(Data items)
◇ ◇ ◇ ◇

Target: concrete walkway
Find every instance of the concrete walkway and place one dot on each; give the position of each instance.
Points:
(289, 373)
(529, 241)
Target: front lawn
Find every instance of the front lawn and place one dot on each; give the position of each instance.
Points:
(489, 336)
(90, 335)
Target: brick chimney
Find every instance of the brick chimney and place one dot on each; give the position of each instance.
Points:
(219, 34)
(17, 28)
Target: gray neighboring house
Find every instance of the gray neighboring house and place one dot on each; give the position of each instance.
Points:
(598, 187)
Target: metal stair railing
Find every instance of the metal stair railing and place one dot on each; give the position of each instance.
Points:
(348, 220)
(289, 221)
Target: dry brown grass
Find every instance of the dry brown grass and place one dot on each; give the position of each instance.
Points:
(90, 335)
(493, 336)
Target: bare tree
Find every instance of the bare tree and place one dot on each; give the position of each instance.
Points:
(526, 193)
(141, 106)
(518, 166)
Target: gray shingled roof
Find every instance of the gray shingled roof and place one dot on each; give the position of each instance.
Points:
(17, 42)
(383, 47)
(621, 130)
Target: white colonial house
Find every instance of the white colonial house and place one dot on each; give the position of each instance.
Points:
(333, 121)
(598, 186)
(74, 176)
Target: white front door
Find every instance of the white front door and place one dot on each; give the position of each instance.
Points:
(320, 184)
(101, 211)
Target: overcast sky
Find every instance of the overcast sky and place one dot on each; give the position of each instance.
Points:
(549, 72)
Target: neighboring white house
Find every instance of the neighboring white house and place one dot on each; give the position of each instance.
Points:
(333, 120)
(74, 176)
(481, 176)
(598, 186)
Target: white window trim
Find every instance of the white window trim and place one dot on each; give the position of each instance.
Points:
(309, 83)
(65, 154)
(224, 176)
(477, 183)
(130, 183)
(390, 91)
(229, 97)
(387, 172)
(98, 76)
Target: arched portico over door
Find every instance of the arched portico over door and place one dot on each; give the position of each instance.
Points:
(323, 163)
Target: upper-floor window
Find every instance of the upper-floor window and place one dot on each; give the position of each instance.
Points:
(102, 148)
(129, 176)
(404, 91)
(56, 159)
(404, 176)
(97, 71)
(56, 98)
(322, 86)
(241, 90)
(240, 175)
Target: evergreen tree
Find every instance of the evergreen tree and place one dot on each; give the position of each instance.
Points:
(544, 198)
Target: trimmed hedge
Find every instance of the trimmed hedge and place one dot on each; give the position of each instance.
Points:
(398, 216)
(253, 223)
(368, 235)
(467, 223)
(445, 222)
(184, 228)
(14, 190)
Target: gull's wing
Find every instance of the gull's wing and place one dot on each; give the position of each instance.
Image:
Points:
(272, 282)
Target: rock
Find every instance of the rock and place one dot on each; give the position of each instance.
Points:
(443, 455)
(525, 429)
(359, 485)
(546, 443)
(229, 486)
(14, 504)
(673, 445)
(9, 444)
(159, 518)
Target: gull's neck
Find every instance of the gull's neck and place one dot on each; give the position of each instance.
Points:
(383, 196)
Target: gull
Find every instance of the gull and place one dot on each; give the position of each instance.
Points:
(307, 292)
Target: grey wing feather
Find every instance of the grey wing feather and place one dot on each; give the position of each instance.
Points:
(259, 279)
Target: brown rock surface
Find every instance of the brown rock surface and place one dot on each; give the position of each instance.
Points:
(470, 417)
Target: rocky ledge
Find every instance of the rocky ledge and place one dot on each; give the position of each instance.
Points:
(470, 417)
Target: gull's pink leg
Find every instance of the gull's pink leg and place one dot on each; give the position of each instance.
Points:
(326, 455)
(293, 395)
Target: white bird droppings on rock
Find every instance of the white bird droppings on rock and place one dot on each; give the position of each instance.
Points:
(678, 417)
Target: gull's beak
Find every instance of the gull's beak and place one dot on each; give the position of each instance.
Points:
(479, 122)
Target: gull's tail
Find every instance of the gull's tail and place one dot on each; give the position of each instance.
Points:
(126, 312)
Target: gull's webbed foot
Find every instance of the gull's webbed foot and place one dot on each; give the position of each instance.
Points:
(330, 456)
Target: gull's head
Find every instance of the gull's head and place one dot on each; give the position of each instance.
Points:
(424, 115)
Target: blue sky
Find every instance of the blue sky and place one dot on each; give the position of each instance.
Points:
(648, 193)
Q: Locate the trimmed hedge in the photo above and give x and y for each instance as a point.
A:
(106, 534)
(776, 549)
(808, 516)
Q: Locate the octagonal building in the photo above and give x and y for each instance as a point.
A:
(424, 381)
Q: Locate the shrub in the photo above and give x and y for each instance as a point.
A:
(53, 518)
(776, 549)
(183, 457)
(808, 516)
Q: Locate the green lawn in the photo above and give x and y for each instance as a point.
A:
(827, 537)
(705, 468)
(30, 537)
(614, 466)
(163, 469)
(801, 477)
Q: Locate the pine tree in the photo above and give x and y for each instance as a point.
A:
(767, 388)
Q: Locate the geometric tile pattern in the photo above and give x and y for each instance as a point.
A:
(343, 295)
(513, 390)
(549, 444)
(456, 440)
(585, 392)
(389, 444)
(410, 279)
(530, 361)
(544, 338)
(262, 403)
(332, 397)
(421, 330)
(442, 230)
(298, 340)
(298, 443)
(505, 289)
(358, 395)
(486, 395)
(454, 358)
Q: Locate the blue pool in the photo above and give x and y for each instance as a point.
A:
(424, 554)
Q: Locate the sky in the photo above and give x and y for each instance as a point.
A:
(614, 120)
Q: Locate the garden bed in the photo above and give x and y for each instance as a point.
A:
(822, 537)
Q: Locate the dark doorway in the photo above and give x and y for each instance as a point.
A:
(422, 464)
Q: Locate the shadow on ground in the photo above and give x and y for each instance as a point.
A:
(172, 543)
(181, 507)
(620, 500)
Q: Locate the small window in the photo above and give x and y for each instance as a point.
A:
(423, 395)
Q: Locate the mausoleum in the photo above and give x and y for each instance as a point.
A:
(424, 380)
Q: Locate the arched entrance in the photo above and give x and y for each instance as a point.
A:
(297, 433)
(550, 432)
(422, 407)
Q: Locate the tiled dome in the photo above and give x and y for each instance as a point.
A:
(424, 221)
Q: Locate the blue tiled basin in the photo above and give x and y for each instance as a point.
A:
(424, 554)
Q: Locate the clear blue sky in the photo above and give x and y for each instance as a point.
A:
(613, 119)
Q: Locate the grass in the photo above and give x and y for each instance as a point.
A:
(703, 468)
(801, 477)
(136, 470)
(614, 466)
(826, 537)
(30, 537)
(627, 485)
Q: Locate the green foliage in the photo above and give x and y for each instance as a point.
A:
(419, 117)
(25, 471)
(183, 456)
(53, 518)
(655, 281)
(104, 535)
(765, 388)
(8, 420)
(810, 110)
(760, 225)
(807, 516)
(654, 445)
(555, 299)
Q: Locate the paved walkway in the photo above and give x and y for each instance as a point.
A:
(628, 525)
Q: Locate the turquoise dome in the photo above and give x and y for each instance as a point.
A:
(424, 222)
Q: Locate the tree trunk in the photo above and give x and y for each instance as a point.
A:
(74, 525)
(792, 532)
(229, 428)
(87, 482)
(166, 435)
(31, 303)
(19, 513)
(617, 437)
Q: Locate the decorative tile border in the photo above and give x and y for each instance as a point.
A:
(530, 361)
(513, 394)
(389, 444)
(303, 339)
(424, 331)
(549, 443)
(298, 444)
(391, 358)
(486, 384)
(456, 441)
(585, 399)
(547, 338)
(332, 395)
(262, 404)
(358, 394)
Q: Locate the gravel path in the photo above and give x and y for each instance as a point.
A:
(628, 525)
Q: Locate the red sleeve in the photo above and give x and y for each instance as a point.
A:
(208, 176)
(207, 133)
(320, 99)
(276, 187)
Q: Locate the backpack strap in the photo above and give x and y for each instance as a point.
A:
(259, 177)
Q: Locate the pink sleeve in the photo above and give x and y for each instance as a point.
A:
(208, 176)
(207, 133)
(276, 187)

◇ ◇ ◇ ◇

### Required work:
Transcribe the records above exactly, but only from the line that contains "Q: Locate the gravel" through their final line, inclusive.

### Result of this task:
Q: Locate the gravel path in the photo above and give x and y for each instance as a point.
A:
(628, 525)
Q: Locate the red sleeve in the photo above and give x and y for each instance as a point.
A:
(208, 176)
(207, 133)
(320, 99)
(276, 187)
Q: Locate the backpack strap in the photo above and give x and y for each instance as a point.
A:
(259, 177)
Q: Locate the pink sleeve in the photo above and give x and y for each instance as a point.
A:
(208, 176)
(207, 133)
(276, 187)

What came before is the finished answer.